● Requirement
Your output is the line containing "the stone pillar" plus all lines after it to the end of the records, reproduced exactly, with nothing else.

● Stored data entries
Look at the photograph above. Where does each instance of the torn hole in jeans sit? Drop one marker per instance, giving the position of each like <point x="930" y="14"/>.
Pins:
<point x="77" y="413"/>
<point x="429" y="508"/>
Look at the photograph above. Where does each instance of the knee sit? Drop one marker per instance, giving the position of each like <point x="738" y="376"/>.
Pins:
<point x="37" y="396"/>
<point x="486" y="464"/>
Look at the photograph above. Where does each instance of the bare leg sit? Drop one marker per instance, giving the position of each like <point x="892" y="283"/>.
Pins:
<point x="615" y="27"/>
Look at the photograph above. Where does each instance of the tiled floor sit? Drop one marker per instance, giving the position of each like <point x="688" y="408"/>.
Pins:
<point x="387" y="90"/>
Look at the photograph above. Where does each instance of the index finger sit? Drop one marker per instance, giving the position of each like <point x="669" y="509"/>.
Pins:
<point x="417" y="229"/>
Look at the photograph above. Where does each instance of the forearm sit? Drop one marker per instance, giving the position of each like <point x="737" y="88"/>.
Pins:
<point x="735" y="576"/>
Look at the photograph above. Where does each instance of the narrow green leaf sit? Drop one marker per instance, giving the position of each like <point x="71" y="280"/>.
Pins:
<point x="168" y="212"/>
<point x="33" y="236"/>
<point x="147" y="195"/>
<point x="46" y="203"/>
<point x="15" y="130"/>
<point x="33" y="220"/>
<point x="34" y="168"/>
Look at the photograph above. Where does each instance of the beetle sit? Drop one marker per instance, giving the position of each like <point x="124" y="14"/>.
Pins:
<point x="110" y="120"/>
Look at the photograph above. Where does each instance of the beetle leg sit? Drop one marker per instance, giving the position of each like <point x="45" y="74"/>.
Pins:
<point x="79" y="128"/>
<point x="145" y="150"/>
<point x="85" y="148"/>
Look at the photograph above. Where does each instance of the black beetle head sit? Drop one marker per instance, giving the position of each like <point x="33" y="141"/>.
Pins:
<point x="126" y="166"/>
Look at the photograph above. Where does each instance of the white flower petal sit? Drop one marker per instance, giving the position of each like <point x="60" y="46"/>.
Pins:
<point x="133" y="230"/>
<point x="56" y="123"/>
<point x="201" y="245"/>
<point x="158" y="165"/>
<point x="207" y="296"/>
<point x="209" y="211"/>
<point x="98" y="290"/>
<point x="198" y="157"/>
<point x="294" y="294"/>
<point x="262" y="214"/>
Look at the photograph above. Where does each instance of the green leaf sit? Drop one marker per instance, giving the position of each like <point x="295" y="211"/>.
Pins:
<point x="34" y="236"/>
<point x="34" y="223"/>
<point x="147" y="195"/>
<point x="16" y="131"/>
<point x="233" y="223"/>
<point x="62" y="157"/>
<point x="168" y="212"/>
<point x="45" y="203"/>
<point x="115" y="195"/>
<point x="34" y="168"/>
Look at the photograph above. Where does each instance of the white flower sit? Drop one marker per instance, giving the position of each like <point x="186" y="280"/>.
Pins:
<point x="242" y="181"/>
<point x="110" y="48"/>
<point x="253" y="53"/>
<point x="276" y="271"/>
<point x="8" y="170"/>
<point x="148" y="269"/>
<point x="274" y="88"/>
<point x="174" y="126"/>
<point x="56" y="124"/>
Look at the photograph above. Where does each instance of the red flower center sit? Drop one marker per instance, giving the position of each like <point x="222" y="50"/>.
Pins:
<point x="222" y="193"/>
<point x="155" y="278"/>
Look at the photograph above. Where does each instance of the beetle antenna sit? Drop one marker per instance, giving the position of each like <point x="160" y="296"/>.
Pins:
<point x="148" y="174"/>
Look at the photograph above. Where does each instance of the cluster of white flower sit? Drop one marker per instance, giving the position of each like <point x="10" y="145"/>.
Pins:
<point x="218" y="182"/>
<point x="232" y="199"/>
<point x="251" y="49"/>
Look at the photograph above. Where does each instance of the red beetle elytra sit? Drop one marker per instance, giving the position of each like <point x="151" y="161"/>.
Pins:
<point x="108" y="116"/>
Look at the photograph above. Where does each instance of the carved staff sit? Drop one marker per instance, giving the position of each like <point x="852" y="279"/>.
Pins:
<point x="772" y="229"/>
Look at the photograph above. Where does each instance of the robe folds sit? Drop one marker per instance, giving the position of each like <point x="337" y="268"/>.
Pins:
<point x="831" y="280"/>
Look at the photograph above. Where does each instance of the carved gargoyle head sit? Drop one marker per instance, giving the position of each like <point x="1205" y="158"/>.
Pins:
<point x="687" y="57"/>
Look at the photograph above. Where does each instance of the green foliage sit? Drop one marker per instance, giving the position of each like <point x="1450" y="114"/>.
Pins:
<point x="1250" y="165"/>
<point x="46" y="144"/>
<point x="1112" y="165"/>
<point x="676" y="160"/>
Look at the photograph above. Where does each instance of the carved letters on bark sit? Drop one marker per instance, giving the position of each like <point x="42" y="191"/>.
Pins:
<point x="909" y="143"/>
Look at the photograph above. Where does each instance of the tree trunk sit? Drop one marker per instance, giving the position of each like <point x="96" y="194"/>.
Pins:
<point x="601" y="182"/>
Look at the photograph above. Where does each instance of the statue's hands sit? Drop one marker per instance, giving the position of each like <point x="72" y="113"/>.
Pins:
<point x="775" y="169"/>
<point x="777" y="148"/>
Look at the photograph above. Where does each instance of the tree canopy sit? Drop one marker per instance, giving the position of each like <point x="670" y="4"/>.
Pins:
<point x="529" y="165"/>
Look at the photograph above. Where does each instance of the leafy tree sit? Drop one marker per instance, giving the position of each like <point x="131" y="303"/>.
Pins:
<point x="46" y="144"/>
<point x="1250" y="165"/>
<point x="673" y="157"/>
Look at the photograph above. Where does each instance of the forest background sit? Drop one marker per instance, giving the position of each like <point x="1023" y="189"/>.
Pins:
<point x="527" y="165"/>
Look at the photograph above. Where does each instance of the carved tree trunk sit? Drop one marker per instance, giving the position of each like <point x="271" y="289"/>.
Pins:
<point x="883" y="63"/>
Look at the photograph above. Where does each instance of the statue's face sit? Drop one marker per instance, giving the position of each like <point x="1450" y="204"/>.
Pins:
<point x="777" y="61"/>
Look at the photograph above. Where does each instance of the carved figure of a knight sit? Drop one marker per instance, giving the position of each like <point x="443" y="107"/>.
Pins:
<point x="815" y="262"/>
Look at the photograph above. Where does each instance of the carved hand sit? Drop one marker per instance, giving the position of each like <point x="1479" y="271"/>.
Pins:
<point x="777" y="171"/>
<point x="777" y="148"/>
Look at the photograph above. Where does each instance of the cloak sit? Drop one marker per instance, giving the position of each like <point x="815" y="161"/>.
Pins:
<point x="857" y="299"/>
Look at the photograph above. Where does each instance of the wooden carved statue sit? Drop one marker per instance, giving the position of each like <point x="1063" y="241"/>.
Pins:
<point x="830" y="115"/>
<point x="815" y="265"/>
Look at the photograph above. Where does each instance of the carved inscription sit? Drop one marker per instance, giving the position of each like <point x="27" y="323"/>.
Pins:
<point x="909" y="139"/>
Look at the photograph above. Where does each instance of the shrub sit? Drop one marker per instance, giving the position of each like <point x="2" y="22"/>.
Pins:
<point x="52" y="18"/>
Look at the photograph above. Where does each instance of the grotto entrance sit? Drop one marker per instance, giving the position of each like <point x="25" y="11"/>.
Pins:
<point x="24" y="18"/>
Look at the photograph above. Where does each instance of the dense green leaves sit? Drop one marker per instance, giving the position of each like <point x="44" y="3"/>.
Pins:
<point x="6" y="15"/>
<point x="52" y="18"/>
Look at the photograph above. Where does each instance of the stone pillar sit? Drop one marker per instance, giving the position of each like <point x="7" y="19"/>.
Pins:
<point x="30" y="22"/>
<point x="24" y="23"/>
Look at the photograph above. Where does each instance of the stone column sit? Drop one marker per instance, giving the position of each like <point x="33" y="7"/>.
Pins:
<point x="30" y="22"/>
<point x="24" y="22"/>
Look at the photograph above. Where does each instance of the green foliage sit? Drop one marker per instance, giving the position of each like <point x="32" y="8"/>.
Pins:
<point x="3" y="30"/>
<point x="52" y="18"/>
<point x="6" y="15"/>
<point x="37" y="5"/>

● Exercise result
Look at the photograph above. Where does each instance of the stone pillar sit? Drop one marker per instance, giving the position of each like <point x="7" y="19"/>.
Pins:
<point x="30" y="22"/>
<point x="24" y="23"/>
Look at the photograph above. Where does each instance of the stone column sit? Drop one marker per instance, giving the position of each like <point x="33" y="7"/>.
Pins:
<point x="30" y="22"/>
<point x="24" y="22"/>
Look at the photograph above. Where does each instance of the green foliage sit? Drop one marker per instance, giving the position of each like <point x="32" y="8"/>.
Pins:
<point x="3" y="30"/>
<point x="52" y="18"/>
<point x="6" y="15"/>
<point x="37" y="5"/>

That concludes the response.